## Things to do:
1. Retype everything from "Clearly publicists need" down to "authoritative and autonomous." in the essay commentary on publicists below, keeping it word for word.
2. Continue the commentary on publicists and emotional labor below from its last sentence.

## Source document:
++++++++
Jennifer Pan argues in this essay that publicists are ridiculed because they fail to adequately hide how they “perform emotional work for money.” Publicists, who are predominantly women, are set apart from everyone else who does emotional work for money (i.e. everyone in a postindustrial service economy) and scapegoated, so the rest of us can feel better about all the publicity work we do in our lives. “So often these misgivings manifest as indictments of the publicist and her work,” Pan writes, “rather than of the neoliberal economy that enables and necessitates this form of labor.” Don’t hate the player.
It’s apparently harder for people to do that when the player is female; Pan notes how gender stereotypes are roped in to suggest that women are naturally suited to PR work, which mutually reinforces the supposed triviality of both.
Pan’s essay then detours into a discussion of emotional labor, and how it has been traditionally associated with women and thus trivialized and undercompensated in sexist society.
Publicists are similarly told to “depersonalize,” not to take rejection from editors to heart, not to let it get under their skin when angry clients berate them, and to maintain a cheerful disposition. This disengagement, though necessary for self-preservation, is also what often provokes the ire of editors and writers.
Clearly publicists need to maintain false fronts, but I am not sure that it’s entirely the cheerful disposition of publicists that makes editors hostile toward them. It may be more that publicists are the shadowy other of tastemaking editors and culture journalists, who are often shills themselves but like to pretend they are not. Sometimes the mantle of male authority is enough to mask their cravenness and their dependence on publicists to do their job of touting commercial products and white-washing it as disinterested and “objective.” Sexist society allows a male voice to almost intrinsically pass as authoritative and autonomous.
++++++++
## Given material:
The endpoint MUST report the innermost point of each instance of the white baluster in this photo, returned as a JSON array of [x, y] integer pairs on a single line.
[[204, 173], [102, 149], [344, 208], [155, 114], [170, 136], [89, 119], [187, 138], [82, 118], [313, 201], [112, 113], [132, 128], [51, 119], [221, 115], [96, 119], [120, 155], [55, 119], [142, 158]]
++++++++
## Expected responses:
1.
Clearly publicists need to maintain false fronts, but I am not sure that it’s entirely the cheerful disposition of publicists that makes editors hostile toward them. It may be more that publicists are the shadowy other of tastemaking editors and culture journalists, who are often shills themselves but like to pretend they are not. Sometimes the mantle of male authority is enough to mask their cravenness and their dependence on publicists to do their job of touting commercial products and white-washing it as disinterested and “objective.” Sexist society allows a male voice to almost intrinsically pass as authoritative and autonomous.

2.
But sometimes one must explicitly repudiate publicists so that you can create some room to get away with doing some publicity yourself. The problem with publicists isn’t exactly that they are doing the emotional labor that comes with dealing with promoting things you don’t care about; it’s that everyone is trying to hide from the way they have to be publicists themselves. They can point to pro PR people and say, Well, at least I am not as sold-out as that. As Pan notes, “the phoniness of PR work is used as a foil for the more authentic work of the writer or editor.”
Emotional labor seems to me a bit of red herring in this. Publicists are loathed by would-be tastemakers not because publicists are phonies but because tastemakers want to pretend they live in a universe where PR doesn’t need to exist, and where they themselves can be the all-knowing masters of all the cultural product in the world without having to be tipped off by professionals.
Pan writes that “Publicity, therefore, is not so much a corrupt form of work as it is a symptom of the way that neoliberalism structures all work.” But it is still a corrupt form of work. Social media and the self-promotion it has unleashed has rooted the “symptom” even further into contemporary life, making publicity not merely a part of neoliberal work but of all of one’s life.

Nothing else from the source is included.